#### Requirements:
Reproduce the listing below word for word, but leave out the pictures.

>> begin Exercise materials

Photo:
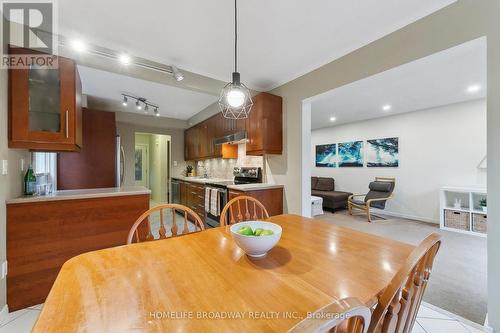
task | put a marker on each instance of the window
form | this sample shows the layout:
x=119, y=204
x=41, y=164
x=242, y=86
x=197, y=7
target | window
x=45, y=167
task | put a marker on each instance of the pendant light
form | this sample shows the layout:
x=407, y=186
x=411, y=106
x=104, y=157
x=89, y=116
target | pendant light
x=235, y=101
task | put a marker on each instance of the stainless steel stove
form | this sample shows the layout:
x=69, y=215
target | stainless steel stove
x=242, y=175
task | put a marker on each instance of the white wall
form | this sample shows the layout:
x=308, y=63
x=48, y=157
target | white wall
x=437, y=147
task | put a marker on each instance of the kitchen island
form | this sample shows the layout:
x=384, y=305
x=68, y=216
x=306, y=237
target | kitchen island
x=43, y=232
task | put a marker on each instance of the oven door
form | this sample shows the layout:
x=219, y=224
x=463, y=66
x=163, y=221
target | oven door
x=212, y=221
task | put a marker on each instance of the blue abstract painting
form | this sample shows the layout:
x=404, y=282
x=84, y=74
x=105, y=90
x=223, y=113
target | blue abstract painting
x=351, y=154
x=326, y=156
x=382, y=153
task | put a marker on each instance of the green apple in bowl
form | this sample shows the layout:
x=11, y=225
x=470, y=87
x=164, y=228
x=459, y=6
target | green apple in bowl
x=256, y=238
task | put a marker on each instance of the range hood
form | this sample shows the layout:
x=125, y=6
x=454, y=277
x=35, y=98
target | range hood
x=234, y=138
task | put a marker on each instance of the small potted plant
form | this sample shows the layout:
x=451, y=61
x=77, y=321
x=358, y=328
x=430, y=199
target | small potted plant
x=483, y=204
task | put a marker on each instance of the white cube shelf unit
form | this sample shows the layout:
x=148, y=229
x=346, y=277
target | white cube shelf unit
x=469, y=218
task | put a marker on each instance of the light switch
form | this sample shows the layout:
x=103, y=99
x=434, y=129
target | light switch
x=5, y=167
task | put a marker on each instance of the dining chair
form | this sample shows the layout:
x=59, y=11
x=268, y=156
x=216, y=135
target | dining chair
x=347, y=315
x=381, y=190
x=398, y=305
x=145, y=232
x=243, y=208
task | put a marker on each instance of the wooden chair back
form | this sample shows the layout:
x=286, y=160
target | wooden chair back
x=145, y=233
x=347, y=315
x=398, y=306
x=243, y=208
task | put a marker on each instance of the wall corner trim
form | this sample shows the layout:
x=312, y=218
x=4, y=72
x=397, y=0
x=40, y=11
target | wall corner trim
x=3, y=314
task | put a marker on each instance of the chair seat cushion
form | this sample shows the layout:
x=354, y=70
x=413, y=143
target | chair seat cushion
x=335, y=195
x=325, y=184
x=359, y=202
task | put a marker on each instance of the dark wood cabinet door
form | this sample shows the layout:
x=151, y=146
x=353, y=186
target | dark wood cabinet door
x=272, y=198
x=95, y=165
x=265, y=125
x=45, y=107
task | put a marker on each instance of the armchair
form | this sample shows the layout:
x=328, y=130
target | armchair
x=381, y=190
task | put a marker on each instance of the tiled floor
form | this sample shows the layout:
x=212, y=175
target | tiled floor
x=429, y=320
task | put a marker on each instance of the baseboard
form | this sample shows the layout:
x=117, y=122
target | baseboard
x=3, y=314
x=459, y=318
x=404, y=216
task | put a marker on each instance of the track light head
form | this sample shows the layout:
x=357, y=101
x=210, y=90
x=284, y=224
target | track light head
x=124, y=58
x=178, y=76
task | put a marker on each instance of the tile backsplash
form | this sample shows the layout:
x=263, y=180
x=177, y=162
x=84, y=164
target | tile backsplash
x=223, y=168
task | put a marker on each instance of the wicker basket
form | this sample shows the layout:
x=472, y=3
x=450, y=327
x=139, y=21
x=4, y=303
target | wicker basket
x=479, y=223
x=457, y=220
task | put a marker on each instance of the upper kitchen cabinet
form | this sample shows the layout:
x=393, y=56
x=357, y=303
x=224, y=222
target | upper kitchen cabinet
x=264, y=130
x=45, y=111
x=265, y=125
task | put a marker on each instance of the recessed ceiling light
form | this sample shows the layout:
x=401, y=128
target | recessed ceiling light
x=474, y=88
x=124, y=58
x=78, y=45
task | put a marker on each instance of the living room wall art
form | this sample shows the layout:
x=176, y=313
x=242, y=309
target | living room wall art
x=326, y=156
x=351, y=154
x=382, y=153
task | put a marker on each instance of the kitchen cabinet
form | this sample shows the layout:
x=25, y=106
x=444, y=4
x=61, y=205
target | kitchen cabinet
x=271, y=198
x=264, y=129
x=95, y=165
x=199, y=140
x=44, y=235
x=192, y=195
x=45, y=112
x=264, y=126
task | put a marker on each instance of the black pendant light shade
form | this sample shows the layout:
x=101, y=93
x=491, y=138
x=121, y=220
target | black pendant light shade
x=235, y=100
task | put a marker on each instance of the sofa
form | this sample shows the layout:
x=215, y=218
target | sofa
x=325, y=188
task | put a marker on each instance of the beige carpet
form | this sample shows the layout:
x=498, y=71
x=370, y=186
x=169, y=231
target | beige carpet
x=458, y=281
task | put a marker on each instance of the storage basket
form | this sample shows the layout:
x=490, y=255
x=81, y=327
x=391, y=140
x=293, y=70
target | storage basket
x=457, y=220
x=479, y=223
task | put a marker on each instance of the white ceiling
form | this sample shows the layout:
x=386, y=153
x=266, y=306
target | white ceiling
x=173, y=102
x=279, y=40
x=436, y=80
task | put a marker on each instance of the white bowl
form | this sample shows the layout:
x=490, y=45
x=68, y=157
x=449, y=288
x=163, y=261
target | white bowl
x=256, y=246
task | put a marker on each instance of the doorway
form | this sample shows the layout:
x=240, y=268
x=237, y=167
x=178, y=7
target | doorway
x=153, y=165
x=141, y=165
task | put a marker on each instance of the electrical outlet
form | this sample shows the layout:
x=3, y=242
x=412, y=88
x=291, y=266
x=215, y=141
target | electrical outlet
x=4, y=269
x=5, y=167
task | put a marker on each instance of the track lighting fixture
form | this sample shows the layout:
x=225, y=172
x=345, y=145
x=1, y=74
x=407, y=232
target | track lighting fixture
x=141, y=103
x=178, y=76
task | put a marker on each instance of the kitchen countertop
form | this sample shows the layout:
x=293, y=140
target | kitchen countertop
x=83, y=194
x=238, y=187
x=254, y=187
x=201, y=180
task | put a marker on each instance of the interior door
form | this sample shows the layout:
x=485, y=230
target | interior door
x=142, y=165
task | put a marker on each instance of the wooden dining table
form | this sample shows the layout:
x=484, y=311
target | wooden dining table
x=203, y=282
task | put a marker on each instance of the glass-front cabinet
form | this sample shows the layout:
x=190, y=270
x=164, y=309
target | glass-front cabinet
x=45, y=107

>> end Exercise materials

#### Solution:
Photo:
task | put a marker on each instance of the window
form | this sample shows the layout:
x=119, y=204
x=41, y=164
x=242, y=86
x=197, y=7
target | window
x=45, y=167
task | put a marker on each instance of the pendant light
form | this sample shows the layout:
x=407, y=186
x=411, y=106
x=104, y=157
x=89, y=116
target | pendant light
x=235, y=101
task | put a marker on each instance of the stainless steel stove
form | this sample shows the layout:
x=69, y=215
target | stainless steel stove
x=242, y=175
task | put a marker on each instance of the white wall
form | this sample shows the layout:
x=308, y=63
x=48, y=157
target | white wall
x=437, y=147
task | put a marker on each instance of the kitchen island
form | this sample shows the layout:
x=384, y=305
x=68, y=216
x=306, y=237
target | kitchen island
x=43, y=232
task | put a marker on each instance of the oven door
form | this sample shows the layout:
x=219, y=224
x=463, y=66
x=163, y=221
target | oven door
x=212, y=221
task | put a marker on each instance of the blue abstract painting
form | this sample shows the layout:
x=404, y=282
x=84, y=74
x=105, y=90
x=223, y=113
target | blue abstract painting
x=351, y=154
x=326, y=156
x=382, y=153
task | put a marker on each instance of the green apple in bowl
form | this sample shows the layout:
x=11, y=225
x=470, y=87
x=164, y=228
x=459, y=6
target | green apple in bowl
x=256, y=238
task | put a marker on each instance of the range hood
form | this sample shows the layout:
x=125, y=6
x=454, y=277
x=35, y=98
target | range hood
x=234, y=138
task | put a marker on each instance of the small potted plant
form | this sample shows the layout:
x=451, y=61
x=77, y=321
x=358, y=328
x=430, y=199
target | small potted plant
x=483, y=204
task | put a marker on each instance of the white cube shelf unit
form | this sample shows the layout:
x=148, y=229
x=346, y=277
target | white cube shelf unit
x=469, y=218
task | put a marker on each instance of the light switch
form | this sample shows the layout:
x=103, y=99
x=434, y=129
target | light switch
x=5, y=167
task | put a marker on each instance of the dining chair
form | this sample shows the layout:
x=59, y=11
x=268, y=156
x=216, y=135
target | dining chair
x=347, y=315
x=381, y=190
x=398, y=305
x=145, y=232
x=243, y=208
task | put a marker on each instance of the wooden chair back
form | this sample shows the layout:
x=286, y=160
target | wooden chair back
x=145, y=233
x=347, y=315
x=398, y=306
x=243, y=208
task | put a marker on each instance of the wall corner trim
form | this sample shows the layout:
x=312, y=218
x=4, y=72
x=397, y=0
x=40, y=11
target | wall corner trim
x=3, y=314
task | put a marker on each instance of the chair seat cushion
form | this sample shows the layout:
x=354, y=70
x=413, y=143
target | chair seat cushion
x=335, y=195
x=325, y=184
x=359, y=202
task | put a marker on each instance of the dark wood cabinet door
form | this sample shows the layout:
x=151, y=146
x=353, y=186
target | dark wood cabinet door
x=272, y=198
x=95, y=165
x=265, y=125
x=45, y=107
task | put a marker on each instance of the armchair
form | this sample shows the layout:
x=328, y=130
target | armchair
x=381, y=190
task | put a marker on each instance of the tiled floor
form | this sample shows the layout:
x=212, y=175
target | tiled floor
x=429, y=320
task | put a marker on each instance of the baseboard
form | this sample shows the layout:
x=117, y=122
target | baseboard
x=3, y=314
x=459, y=318
x=404, y=216
task | put a marker on each instance of the track light head
form | this sample shows the layout:
x=357, y=101
x=210, y=90
x=284, y=224
target | track light head
x=124, y=58
x=178, y=76
task | put a marker on each instance of the tile backsplash
form | this sample shows the layout:
x=263, y=180
x=177, y=162
x=84, y=164
target | tile backsplash
x=223, y=168
task | put a marker on each instance of the wicker basket
form | this sample shows the layout:
x=472, y=3
x=450, y=327
x=139, y=21
x=4, y=303
target | wicker basket
x=479, y=223
x=457, y=220
task | put a marker on each instance of the upper kitchen cabinet
form | this sample shows the layout:
x=393, y=56
x=357, y=303
x=224, y=222
target | upper kitchen cabinet
x=264, y=130
x=45, y=111
x=265, y=125
task | put a marker on each instance of the recessed ceiling light
form | this sample shows the layout:
x=401, y=128
target | recessed ceiling light
x=474, y=88
x=124, y=58
x=78, y=45
task | put a marker on each instance of the living room wall art
form | this sample shows the layout:
x=176, y=313
x=242, y=309
target | living room wall art
x=326, y=156
x=351, y=154
x=382, y=153
task | put a marker on each instance of the kitchen cabinet
form | this sample shows the layout:
x=25, y=106
x=444, y=4
x=61, y=205
target | kitchen cabinet
x=271, y=198
x=264, y=129
x=95, y=165
x=199, y=140
x=44, y=235
x=192, y=195
x=45, y=112
x=264, y=126
task | put a marker on each instance of the black pendant light shade
form | this sample shows the layout:
x=101, y=93
x=491, y=138
x=121, y=220
target | black pendant light shade
x=235, y=100
task | put a marker on each instance of the sofa
form | this sample shows the layout:
x=215, y=218
target | sofa
x=325, y=188
task | put a marker on each instance of the beige carpet
form | this sample shows the layout:
x=498, y=71
x=370, y=186
x=169, y=231
target | beige carpet
x=458, y=281
task | put a marker on each instance of the storage basket
form | this sample shows the layout:
x=490, y=255
x=81, y=327
x=391, y=140
x=293, y=70
target | storage basket
x=457, y=220
x=479, y=223
task | put a marker on each instance of the white ceiling
form | this sample shows the layout:
x=386, y=153
x=266, y=306
target | white ceiling
x=173, y=102
x=279, y=40
x=436, y=80
task | put a marker on each instance of the white bowl
form | this sample shows the layout:
x=490, y=45
x=68, y=157
x=449, y=288
x=163, y=261
target | white bowl
x=256, y=246
task | put a marker on each instance of the doorway
form | this sample shows the layout:
x=240, y=268
x=237, y=167
x=178, y=7
target | doorway
x=153, y=165
x=141, y=165
task | put a marker on each instance of the electrical outlet
form | this sample shows the layout:
x=3, y=242
x=412, y=88
x=291, y=266
x=215, y=141
target | electrical outlet
x=4, y=269
x=5, y=167
task | put a marker on each instance of the track lighting fixture
form | this sample shows the layout:
x=225, y=172
x=345, y=145
x=1, y=74
x=407, y=232
target | track lighting fixture
x=141, y=103
x=178, y=76
task | put a marker on each instance of the kitchen countertop
form | this sample shows the layout:
x=293, y=140
target | kitchen countertop
x=83, y=194
x=238, y=187
x=254, y=187
x=201, y=180
task | put a marker on each instance of the interior door
form | this sample shows the layout:
x=485, y=230
target | interior door
x=142, y=165
task | put a marker on each instance of the wooden dining table
form | this sample shows the layout:
x=484, y=311
target | wooden dining table
x=203, y=282
task | put a marker on each instance of the glass-front cabinet
form | this sample shows the layout:
x=190, y=270
x=164, y=309
target | glass-front cabinet
x=45, y=107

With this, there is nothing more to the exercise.